● Texto do documento:

◆ ◆ ◆

Outra linha de argumentação que tem surgido é a comparação com o número de pessoas que morre em Portugal de pneumonia, de gripe e assim por diante. As contas são fáceis de fazer. A esperança média de vida em Portugal é 81 anos o que, com cerca de 10 milhões de habitantes, dá 10 mil mortes por mês. Morre por mês em Portugal quase tanta gente quanto as 13 mil pessoas que morreram em todo o mundo por causa do novo coronavírus desde o início do ano. Mas isto não são boas notícias. Primeiro, porque morreram 13 mil pessoas mesmo apesar de se tentar tomar as tais medidas que alguns acham exageradas. E, em segundo lugar, isto é apenas o início. O gráfico abaixo mostra a posição dos vários países contando as semanas passadas desde o primeiro caso reportado e se a corrida até ao pico fosse em Portugal (2).



Devo apontar que isto não são previsões. Pelo menos por cá, é provável que se consiga retardar a epidemia durante cerca de um ano até haver vacina. Com uma vacina a taxa de contágio fica muito reduzida (3) e a epidemia fica controlada. Infelizmente, as medidas de higiene e distanciamento social só funcionam onde há água canalizada e não é preciso reunir pessoas diariamente à volta do poço. Temo que muitos países farão a trágica escalada até ao cume daquele pico. Mas por cá as medidas que estamos a adoptar parecem fazer efeito e o aumento em proporção ao número de casos está a diminuir. O painel da esquerda mostra o número de casos em cada dia em proporção ao dia anterior a partir de 11 de Março (antes disso há muita flutuação porque os números são pequenos), a recta ajustada aos pontos e a mancha que dá ideia da incerteza no declive(4). Como esta redução faz os pontos desviarem-se da exponencial, podemos (pelo menos quem sofra do mesmo que eu) sentir-nos tentados a usar o modelo SIR. Isto é um erro porque o SIR pressupõe uma taxa constante de contágio e o que trava a infecção é a redução na fracção de indivíduos susceptíveis. Não é o que se passa agora e, como mostra o gráfico da direita, se formos ajustando o SIR aos dados que vêm vamos subestimar muito o perigo que ainda há por o modelo confundir o abrandamento causado pelas medidas tomadas com o ponto de inflexão na curva. Por exemplo, o modelo com os dados até hoje prevê um factor de contágio de 1.2 e um tempo de recuperação de cerca de um dia.



É por isso que eu prefiro ir seguindo o que acontece usando curvas exponenciais ajustadas ao período mais recente, conforme os dados vão chegando. Por um lado, isto dá uma ideia visual do impacto futuro das medidas que vamos tomando, algo que não é perceptível no gráfico do declive. Mas, por outro lado, não comete o erro de presumir que nos estamos a afastar da fase de crescimento exponencial. Enquanto apenas uma fracção pequena de pessoas estiver infectada, e é crítico que assim se mantenha, o crescimento será exponencial. O que muda é o factor de multiplicação. Aqui fica então o boneco para hoje:


Nota: Se alguém quiser experimentar isto, pus o código e os dados nesta pasta partilhada. Precisam de Python 3.x e algumas bibliotecas; o mais prático será instalar a distribuição Anaconda (https://www.anaconda.com/distribution/). Se notarem erros, agradeço que me digam, de preferência depois de os corrigirem :)

◆ ◆ ◆

● Problema:
Por favor, volte a escrever o trecho do texto sobre o coronavírus começando em "Nota: Se alguém" e terminando em "os corrigirem :)", trocando "código" por "programa".

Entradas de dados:
◆ ◆ ◆

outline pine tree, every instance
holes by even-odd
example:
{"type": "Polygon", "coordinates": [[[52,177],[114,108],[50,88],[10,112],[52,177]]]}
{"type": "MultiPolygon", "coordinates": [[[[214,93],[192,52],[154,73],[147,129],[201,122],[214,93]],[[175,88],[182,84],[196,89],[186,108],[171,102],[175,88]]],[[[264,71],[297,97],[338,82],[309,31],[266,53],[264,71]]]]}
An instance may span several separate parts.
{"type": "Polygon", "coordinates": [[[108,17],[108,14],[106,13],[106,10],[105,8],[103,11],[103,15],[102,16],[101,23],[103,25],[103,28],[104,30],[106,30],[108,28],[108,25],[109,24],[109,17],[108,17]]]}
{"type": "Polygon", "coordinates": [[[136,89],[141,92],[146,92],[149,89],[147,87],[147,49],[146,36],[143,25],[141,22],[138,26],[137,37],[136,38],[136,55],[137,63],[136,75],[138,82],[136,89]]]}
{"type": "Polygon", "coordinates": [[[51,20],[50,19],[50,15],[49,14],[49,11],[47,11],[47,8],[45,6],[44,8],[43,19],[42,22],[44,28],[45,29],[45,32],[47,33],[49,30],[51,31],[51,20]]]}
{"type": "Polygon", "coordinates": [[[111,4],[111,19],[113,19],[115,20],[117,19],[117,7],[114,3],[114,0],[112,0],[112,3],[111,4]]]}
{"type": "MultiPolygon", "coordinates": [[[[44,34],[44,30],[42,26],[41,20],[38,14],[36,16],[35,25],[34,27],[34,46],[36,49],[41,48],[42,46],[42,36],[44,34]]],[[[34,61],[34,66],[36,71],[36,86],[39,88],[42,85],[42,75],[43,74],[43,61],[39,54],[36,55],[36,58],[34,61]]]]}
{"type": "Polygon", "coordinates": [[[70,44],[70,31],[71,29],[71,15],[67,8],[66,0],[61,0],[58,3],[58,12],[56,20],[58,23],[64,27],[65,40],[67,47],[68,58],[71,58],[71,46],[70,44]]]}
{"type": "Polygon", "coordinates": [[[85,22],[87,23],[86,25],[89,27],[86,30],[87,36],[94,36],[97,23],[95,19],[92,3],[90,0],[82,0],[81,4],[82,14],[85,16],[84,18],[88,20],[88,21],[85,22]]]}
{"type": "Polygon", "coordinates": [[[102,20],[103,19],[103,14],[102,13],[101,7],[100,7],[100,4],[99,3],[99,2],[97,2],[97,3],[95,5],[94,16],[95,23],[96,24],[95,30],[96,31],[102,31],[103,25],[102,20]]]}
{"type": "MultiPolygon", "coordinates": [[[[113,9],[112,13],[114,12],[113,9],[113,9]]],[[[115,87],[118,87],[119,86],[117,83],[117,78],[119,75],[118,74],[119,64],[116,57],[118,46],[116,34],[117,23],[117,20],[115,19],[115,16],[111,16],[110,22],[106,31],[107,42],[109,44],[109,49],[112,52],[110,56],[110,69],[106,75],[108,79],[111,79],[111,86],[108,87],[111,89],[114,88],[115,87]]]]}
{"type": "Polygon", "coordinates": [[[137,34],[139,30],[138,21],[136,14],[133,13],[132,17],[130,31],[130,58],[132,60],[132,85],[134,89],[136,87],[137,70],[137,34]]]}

◆ ◆ ◆

● Resolução da tarefa:
Nota: Se alguém quiser experimentar isto, pus o programa e os dados nesta pasta partilhada. Precisam de Python 3.x e algumas bibliotecas; o mais prático será instalar a distribuição Anaconda (https://www.anaconda.com/distribution/). Se notarem erros, agradeço que me digam, de preferência depois de os corrigirem :)